■ INSTRUCTIONS TO FOLLOW
Reproduce the stretch of the records below from their start through the line containing "x=600 y=588", requests included, and shift every x and y coordinate in the answers by adding -127 to it.

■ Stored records

--- begin ---

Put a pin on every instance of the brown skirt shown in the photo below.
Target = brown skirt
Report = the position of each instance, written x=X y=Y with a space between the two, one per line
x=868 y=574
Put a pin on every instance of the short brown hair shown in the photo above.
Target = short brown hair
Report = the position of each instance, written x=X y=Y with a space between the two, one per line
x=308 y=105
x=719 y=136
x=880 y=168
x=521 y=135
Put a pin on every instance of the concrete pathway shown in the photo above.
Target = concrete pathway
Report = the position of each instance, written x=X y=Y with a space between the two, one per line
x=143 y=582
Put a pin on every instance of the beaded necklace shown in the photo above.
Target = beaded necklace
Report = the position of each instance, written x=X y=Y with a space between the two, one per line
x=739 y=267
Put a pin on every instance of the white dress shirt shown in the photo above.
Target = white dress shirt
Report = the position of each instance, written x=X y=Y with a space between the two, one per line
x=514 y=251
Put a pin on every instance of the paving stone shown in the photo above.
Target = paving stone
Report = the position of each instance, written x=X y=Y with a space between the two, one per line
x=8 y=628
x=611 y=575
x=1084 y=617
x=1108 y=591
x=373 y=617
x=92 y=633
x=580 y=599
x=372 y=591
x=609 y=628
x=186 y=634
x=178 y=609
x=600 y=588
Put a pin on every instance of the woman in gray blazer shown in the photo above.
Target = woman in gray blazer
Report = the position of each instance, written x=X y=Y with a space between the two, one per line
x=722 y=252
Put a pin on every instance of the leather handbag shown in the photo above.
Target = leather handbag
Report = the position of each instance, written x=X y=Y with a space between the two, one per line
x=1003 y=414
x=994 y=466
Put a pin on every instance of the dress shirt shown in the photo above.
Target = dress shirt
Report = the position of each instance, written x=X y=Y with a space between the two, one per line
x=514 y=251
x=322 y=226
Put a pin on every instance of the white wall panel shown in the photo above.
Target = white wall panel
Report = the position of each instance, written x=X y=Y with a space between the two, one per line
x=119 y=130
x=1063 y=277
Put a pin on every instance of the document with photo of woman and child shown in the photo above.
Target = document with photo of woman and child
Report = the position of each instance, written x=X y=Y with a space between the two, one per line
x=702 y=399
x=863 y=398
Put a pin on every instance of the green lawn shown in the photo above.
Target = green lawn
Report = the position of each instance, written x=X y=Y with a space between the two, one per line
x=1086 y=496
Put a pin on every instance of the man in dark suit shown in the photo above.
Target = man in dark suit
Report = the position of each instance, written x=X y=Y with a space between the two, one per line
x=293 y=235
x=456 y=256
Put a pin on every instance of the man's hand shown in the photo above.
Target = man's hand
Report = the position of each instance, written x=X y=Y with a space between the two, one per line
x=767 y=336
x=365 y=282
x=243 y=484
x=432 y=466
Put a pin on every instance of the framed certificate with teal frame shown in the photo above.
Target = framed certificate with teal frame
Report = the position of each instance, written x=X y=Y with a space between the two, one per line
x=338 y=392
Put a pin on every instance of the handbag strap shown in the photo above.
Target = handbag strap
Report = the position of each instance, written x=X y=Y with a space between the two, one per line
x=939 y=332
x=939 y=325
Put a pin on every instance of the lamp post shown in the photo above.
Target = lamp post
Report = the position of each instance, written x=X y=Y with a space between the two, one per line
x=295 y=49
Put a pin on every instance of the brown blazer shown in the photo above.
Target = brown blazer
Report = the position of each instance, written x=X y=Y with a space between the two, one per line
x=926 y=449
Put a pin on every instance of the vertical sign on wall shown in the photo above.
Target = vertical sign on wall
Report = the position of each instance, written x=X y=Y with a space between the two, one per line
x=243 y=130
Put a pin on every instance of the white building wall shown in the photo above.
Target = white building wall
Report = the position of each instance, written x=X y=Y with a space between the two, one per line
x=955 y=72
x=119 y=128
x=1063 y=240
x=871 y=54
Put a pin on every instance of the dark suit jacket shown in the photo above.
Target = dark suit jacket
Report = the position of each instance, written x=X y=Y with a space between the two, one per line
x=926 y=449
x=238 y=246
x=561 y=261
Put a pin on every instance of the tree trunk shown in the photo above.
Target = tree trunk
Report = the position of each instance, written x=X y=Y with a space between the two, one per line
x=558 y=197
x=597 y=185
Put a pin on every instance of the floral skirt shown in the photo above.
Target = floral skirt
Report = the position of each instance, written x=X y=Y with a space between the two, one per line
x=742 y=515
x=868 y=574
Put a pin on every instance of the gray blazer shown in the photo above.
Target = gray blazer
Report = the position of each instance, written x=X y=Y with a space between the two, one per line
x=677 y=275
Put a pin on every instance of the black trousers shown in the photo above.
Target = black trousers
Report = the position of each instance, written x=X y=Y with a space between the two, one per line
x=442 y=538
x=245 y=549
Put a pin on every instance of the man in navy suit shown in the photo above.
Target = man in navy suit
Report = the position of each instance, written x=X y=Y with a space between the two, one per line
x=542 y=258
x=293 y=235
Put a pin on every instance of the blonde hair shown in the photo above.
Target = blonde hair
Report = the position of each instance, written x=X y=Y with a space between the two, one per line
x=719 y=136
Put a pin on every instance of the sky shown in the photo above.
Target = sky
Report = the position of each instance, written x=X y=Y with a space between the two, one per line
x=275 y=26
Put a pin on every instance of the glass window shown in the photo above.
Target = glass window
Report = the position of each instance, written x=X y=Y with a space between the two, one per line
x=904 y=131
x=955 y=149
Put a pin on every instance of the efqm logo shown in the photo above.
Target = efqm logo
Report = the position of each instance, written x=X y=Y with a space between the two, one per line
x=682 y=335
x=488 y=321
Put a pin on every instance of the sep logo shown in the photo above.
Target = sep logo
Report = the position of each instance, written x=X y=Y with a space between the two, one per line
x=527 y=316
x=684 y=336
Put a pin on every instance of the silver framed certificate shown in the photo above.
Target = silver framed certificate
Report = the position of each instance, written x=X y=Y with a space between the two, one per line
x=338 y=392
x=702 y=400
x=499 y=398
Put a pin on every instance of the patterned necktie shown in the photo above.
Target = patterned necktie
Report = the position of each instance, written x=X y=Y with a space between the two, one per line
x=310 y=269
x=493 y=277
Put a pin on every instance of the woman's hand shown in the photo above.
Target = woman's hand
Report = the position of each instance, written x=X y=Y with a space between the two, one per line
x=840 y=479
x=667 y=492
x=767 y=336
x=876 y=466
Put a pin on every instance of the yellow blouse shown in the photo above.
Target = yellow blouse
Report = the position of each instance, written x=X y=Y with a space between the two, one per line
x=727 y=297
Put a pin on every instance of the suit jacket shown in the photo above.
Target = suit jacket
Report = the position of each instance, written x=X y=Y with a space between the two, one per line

--- end ---

■ TASK RESPONSE
Put a pin on every instance of the brown skirt shown in the photo below.
Target = brown skirt
Report = the position of each instance, written x=X y=Y with a space between the two, one per line
x=741 y=447
Put a pin on every instance of the short brown hair shown in the photo above.
Target = short brown hair
Report = the position of each instance, written x=X y=Y with a space between the two, one per line
x=181 y=-22
x=592 y=9
x=753 y=41
x=394 y=8
Put a pin on every instance of the concrete pathway shown in the photo above.
Target = concrete pathway
Report = the position of each instance, written x=X y=Y with a space between the two, one per line
x=16 y=455
Put a pin on every instance of the beaded necklace shown in the photo above.
Target = beaded necklace
Report = the position of each instance, written x=X y=Y with a space between the two, one per line
x=612 y=140
Put a pin on every instance of the white dress shirt shown in the photo above.
Target = white dress shirt
Report = the position of each instance, written x=X y=Y with a space between the two, one per line
x=387 y=124
Put a pin on every instance of the paving stone shown in the photo above.
Target = paving stone
Report = the position of each instance, written x=X y=Y with a space between the two, one per line
x=-119 y=501
x=484 y=448
x=957 y=490
x=981 y=464
x=246 y=490
x=-35 y=506
x=453 y=472
x=245 y=464
x=482 y=501
x=59 y=507
x=51 y=482
x=473 y=461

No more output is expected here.